+++ EXERCISE DATA +++

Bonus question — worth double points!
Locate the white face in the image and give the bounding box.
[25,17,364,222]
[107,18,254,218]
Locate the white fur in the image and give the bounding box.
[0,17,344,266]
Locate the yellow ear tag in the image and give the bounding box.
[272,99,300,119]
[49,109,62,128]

+++
+++ EXERCISE DATA +++

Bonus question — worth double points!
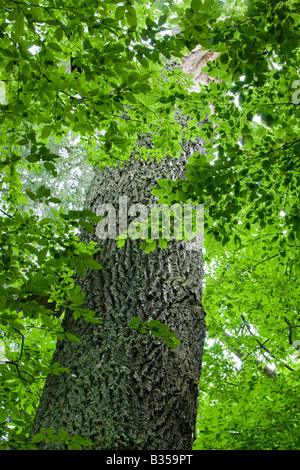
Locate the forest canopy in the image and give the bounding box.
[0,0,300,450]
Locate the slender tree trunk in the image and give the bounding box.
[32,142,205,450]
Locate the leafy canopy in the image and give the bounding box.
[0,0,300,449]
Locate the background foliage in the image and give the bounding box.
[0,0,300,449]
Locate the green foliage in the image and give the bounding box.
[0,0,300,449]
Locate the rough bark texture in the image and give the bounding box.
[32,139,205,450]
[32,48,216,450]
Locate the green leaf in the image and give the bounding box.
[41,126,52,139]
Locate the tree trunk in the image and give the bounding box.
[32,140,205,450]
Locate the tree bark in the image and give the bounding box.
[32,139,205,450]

+++
+++ EXERCISE DATA +++

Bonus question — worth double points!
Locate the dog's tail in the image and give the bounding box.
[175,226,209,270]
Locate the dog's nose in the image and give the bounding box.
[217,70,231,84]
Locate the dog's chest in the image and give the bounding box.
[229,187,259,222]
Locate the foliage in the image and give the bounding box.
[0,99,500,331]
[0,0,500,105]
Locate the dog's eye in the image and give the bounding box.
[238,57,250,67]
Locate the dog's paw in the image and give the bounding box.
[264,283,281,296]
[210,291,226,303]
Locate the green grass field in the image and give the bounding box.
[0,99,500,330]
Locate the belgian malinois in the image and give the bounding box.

+++

WHAT THE TASK ASKS:
Could you copy out, word for word, the lines from the one containing "Locate the green grass" up to and including the one containing "Locate the belgian"?

TASK ANSWER:
Locate the green grass field in the image and give the bounding box.
[0,99,500,330]
Locate the belgian malinois in the image and give the bounding box.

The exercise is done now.